Update the listing from the line containing "purple petal, dropping a point on every instance." down to the end of the listing, putting "pebble" in place of "stone" and leaving everything else unchanged. Give back only those lines.

--- Start of SOURCE MATERIAL ---

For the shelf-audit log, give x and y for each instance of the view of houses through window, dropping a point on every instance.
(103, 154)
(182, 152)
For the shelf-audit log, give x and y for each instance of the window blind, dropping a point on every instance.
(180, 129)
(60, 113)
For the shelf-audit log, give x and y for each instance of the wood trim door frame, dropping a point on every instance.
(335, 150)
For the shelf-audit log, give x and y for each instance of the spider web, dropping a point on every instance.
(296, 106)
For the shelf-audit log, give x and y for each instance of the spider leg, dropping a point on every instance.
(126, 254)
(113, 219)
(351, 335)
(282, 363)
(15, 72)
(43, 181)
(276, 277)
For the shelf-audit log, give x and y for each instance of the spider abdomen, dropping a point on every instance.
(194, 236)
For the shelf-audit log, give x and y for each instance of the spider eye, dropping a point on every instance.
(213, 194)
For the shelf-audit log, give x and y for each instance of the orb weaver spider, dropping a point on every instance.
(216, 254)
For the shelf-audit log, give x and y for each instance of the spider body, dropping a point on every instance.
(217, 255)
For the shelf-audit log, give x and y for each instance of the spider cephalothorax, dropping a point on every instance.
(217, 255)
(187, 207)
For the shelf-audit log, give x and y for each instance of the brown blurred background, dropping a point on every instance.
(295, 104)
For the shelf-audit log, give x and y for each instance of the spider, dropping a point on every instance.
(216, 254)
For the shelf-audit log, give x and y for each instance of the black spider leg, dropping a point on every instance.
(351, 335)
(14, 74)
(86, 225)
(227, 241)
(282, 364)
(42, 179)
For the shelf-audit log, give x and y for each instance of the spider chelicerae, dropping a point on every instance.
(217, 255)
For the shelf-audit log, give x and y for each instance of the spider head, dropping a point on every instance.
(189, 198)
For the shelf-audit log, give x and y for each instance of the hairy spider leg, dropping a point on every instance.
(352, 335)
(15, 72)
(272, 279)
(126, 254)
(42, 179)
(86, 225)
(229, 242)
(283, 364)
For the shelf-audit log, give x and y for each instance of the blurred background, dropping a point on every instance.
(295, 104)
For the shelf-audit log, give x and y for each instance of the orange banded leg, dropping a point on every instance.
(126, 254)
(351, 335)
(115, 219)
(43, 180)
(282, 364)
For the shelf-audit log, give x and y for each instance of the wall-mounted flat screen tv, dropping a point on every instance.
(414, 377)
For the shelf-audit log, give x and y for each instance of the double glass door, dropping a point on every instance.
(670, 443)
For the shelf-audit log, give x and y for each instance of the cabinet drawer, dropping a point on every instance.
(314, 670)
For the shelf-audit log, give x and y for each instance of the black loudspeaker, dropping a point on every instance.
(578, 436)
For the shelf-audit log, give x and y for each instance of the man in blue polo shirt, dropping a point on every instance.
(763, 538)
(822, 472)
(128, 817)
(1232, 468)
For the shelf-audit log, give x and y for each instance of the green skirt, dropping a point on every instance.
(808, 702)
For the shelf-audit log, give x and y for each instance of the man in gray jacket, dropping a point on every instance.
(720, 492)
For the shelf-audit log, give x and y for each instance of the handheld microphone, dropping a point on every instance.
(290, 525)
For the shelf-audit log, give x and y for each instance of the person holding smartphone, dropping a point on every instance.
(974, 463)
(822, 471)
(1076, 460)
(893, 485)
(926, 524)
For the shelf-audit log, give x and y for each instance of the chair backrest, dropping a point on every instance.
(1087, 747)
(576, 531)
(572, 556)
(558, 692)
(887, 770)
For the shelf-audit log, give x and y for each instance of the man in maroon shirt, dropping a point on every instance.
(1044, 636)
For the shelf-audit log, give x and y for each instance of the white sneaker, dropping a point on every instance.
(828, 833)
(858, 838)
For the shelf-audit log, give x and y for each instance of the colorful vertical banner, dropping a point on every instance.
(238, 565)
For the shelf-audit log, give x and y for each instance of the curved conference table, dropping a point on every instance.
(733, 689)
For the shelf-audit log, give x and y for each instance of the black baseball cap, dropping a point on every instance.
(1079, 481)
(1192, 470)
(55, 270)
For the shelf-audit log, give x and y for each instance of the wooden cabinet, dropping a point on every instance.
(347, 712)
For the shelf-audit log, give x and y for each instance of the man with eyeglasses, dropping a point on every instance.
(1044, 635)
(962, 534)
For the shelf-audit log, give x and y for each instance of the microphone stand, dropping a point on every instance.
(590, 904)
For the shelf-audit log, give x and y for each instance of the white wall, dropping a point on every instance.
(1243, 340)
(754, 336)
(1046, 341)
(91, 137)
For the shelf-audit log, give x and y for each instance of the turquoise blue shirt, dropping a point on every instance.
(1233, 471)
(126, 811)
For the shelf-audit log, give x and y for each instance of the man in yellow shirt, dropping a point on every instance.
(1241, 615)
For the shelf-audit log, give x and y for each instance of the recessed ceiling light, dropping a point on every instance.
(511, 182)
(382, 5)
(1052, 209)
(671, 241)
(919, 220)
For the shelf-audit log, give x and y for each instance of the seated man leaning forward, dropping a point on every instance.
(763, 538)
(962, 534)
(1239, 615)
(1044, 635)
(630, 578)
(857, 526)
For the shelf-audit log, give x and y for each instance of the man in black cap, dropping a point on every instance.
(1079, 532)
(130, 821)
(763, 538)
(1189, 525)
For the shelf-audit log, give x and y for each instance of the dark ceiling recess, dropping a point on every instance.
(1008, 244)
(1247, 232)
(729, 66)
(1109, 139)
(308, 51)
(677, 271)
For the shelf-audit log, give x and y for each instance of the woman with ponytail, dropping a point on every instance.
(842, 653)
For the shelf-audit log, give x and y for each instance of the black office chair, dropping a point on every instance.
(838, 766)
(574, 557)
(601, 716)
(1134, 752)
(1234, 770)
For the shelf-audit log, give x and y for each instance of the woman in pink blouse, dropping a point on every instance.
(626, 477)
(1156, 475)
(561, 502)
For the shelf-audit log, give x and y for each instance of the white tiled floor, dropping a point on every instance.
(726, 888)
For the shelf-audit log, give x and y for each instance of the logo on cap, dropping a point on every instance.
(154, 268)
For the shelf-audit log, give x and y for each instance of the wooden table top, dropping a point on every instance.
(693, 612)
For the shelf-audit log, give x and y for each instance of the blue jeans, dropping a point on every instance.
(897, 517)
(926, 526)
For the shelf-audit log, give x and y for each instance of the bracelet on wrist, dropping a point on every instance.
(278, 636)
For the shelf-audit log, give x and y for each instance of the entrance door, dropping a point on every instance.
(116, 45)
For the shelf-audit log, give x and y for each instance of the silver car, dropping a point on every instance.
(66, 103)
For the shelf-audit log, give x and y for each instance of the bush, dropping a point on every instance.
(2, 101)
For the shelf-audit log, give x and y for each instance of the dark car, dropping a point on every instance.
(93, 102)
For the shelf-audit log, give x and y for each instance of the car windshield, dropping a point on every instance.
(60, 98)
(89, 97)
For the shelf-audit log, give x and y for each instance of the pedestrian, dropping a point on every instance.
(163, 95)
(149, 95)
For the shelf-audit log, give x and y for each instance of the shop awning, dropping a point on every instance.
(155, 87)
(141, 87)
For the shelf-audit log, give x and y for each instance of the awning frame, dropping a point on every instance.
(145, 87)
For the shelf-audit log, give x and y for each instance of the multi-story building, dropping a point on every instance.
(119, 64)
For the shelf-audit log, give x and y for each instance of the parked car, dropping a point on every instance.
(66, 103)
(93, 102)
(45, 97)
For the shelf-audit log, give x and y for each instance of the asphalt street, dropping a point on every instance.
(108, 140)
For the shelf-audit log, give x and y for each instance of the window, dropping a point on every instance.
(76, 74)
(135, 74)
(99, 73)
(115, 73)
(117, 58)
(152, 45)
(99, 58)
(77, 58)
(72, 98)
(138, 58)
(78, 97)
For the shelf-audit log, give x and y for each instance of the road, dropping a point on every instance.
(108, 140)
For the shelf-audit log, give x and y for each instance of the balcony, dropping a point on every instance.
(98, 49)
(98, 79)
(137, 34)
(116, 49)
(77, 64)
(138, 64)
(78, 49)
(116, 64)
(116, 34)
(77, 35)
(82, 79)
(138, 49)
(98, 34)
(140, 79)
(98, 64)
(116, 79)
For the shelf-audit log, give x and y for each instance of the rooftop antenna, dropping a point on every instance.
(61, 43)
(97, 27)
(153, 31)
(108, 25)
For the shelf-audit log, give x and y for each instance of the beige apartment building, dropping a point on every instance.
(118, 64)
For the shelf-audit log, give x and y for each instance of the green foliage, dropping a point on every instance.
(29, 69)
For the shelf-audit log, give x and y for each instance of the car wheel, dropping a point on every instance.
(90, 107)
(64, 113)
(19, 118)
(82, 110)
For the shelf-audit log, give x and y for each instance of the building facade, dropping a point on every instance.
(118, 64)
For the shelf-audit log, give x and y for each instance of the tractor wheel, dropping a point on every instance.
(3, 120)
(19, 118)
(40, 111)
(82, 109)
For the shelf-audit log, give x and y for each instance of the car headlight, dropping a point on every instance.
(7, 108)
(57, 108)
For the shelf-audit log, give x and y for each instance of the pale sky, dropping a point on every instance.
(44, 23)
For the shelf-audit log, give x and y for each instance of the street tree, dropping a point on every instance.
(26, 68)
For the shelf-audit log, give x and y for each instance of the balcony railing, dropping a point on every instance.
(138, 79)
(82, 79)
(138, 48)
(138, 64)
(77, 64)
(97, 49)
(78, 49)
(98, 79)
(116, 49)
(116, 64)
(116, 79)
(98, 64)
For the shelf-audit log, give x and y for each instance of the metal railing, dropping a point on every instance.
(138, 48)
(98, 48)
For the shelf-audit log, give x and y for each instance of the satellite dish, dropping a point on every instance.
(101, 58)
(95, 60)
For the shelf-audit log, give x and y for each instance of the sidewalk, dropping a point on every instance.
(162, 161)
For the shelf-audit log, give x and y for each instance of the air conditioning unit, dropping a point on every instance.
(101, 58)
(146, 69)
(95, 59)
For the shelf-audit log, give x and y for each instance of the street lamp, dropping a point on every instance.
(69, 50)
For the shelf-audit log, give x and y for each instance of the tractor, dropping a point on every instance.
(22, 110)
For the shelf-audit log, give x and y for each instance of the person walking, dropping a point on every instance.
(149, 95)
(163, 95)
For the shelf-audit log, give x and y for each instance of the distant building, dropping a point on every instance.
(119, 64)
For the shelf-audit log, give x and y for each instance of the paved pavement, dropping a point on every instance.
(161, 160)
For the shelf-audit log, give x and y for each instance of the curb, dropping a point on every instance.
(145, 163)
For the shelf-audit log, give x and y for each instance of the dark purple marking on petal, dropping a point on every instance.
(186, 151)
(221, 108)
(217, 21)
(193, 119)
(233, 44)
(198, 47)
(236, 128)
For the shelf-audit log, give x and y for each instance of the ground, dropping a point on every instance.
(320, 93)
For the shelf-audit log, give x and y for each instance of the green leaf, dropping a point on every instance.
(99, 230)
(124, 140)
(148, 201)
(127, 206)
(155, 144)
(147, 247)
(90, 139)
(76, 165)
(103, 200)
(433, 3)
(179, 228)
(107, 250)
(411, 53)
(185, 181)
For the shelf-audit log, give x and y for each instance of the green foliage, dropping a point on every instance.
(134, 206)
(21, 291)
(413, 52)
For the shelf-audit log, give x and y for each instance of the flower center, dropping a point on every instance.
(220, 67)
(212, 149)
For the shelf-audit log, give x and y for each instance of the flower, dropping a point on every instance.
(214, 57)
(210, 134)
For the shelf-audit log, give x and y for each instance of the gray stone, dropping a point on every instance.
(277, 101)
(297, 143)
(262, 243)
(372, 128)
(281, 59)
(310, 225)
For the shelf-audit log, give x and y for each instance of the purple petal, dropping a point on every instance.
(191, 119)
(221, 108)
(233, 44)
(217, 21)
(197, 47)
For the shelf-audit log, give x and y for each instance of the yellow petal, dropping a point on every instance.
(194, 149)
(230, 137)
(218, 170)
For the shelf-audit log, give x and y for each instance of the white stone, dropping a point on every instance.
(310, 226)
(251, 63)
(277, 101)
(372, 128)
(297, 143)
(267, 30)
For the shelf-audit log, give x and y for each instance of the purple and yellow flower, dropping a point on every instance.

--- End of SOURCE MATERIAL ---

*ANSWER FOR THE TASK*:
For the shelf-audit log, give x and y for each instance of the purple petal, dropping a point on every instance.
(191, 119)
(221, 108)
(233, 44)
(217, 21)
(197, 47)
For the shelf-audit log, give x and y for each instance of the yellow petal, dropping a point on every instance.
(194, 149)
(230, 137)
(218, 170)
For the shelf-audit log, give x and y for each instance of the white pebble, dropping a point on every instance.
(310, 226)
(251, 63)
(277, 101)
(372, 128)
(297, 143)
(267, 30)
For the shelf-audit log, give x and y for each instance of the purple and yellow flower, dropping a point on every instance.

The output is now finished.